Assigned task A → In the post on retirement finance modeling, which book does the author plan to go back to?
Assigned task B → Write the next part of the post on retirement finance modeling, picking up right after its final line.

Reading text →
* * *
Stepping into simple component analysis

In a recent post (My Retirement-Finance-Model "Topography" Strawman) I laid out what I thought was a reasonable framework for viewing the concept of retirement finance modeling. I am sure it is actually more complex than this but I wanted a simple way to think about it. It looked like this:

Figure 1

Now, since I am bored with covid and home life, I am going to fill my time by learning chess, working out, fixing my house and by diving back into Milevsky's "Retirement Recipes in R," that last for two reasons: ego, since I got acknowledged in the front of the book; and because that book puts us squarely and confidently at point "a" in figure 1. An advantage of being at point "a" is that one can move anywhere in the cube's dimensions... where if we start at "b" we may be stuck with someone else's model that we don't understand and where we can't really move to any other point other than "b." Planting our feet at point "a" is an incipient power move.

My ambition at one point was to go through every formula in the book and play around but: 1) that's a lot of work, and 2) I have personally covered a lot of the same ground over the last 10 years so it feels a little redundant with past work. I'll keep going for a bit, though, and see what happens and continue to try to flesh out, in my own mind, some more thoughts on figure 1. 

Here is the first example. One is barely into the first chapter and the very first formula is the one for valuing an annuity, growing at g, priced at v and over N periods. This is basic finance and the R formula looks like this:

RGOA <- function(g,v,N){

(1-((1+g)^N)*(1+v)^(-N))/((v-g)/(1+g))
* * *
The data →
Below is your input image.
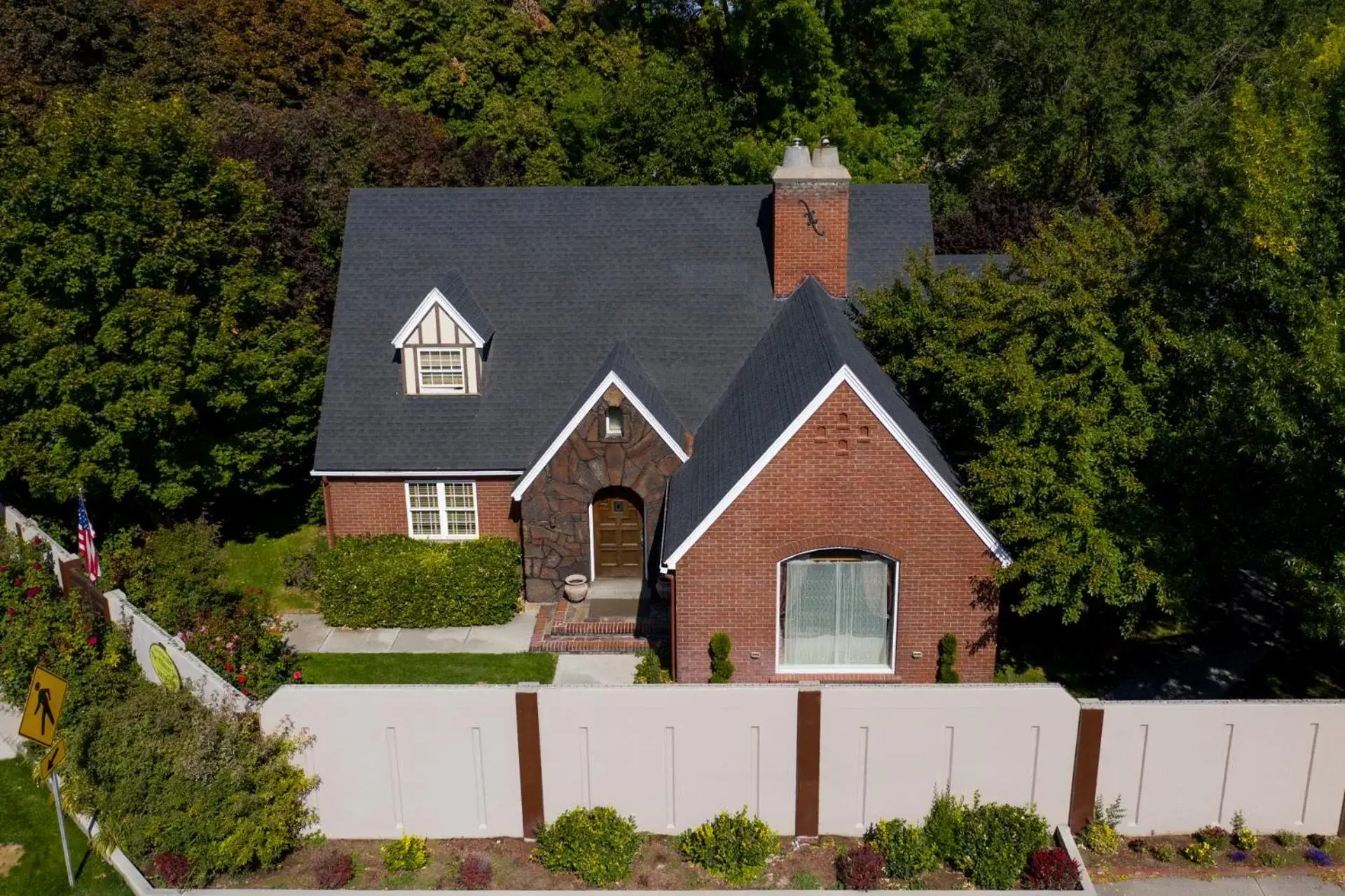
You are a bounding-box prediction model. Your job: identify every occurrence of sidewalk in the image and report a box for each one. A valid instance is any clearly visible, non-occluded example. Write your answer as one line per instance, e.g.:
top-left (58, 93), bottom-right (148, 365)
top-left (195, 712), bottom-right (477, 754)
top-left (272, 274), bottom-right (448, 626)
top-left (1096, 874), bottom-right (1342, 896)
top-left (284, 611), bottom-right (537, 654)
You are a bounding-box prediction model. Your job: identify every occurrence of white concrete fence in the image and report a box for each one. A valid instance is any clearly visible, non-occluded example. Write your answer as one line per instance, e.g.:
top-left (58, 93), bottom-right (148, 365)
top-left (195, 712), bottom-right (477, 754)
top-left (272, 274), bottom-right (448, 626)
top-left (4, 497), bottom-right (1345, 838)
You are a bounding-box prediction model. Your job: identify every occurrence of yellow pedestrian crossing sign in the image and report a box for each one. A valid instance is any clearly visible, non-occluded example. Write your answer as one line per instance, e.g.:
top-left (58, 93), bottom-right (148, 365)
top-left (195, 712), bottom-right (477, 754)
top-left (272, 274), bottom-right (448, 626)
top-left (41, 740), bottom-right (66, 778)
top-left (19, 666), bottom-right (69, 747)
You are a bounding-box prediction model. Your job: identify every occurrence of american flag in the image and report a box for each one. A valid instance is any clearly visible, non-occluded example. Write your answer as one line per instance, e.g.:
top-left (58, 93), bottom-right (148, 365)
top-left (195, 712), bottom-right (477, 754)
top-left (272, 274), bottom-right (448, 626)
top-left (79, 495), bottom-right (98, 581)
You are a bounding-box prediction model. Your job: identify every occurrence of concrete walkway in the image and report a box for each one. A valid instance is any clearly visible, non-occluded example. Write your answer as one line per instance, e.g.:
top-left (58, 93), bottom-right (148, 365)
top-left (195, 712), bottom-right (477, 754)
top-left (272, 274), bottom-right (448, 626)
top-left (284, 611), bottom-right (537, 654)
top-left (1098, 874), bottom-right (1341, 896)
top-left (551, 654), bottom-right (640, 684)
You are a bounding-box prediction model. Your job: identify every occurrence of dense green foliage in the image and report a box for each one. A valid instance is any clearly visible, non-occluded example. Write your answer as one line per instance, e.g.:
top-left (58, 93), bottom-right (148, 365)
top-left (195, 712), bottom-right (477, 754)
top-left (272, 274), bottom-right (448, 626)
top-left (0, 527), bottom-right (316, 884)
top-left (675, 806), bottom-right (780, 887)
top-left (313, 535), bottom-right (523, 628)
top-left (0, 0), bottom-right (1345, 680)
top-left (535, 806), bottom-right (644, 887)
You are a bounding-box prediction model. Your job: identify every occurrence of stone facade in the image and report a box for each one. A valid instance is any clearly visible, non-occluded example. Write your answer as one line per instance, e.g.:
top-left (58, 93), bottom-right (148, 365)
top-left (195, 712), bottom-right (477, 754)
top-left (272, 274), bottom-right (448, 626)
top-left (520, 387), bottom-right (682, 601)
top-left (674, 385), bottom-right (998, 682)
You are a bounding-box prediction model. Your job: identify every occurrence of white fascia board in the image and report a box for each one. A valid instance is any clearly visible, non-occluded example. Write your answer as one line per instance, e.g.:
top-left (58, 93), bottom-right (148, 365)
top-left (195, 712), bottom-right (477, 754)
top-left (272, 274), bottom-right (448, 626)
top-left (513, 370), bottom-right (689, 500)
top-left (393, 287), bottom-right (485, 348)
top-left (662, 366), bottom-right (1013, 572)
top-left (308, 469), bottom-right (523, 479)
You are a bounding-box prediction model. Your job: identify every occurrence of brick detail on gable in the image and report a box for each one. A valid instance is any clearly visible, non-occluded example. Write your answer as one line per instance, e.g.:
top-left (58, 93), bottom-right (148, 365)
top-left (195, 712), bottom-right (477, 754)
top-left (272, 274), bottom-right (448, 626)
top-left (323, 476), bottom-right (519, 541)
top-left (675, 383), bottom-right (998, 682)
top-left (771, 180), bottom-right (850, 297)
* * *
Exercise response A → Milevsky's "Retirement Recipes in R."

Exercise response B →
}

Pretty simple, right? But, I mean, why price an annuity, though? Because it is fundamental finance. All those programs I built, all the flavors of MC simulators, the 1000 or 5000 lines of code beasts, all get to the same place that something like this takes us in one line. The trick here is that one can, if one were to be interested in these kind of things, back into a spend rate analysis very very quickly by simply using RGOA. To spend down $100, say, over some horizon between 10 to 50 years -- which is a pretty reasonable human horizon -- using some real rate of return, all we have to do is divide 100 by RGOA with some flex assumptions. Doing that with ~9 lines of code, we can produce this:

Figure 2

Where the X axis is the horizon of 10 to 50 years, the Y axis is the spend rate that consumes the $100 over the horizon, blue is a real return of 1%, red is 2%, green is 3% etc, the black dashed line is the 4% rule, and the grey one is the 2% spend level that Ed Thorp hypothesized as a perpetuity or endowment.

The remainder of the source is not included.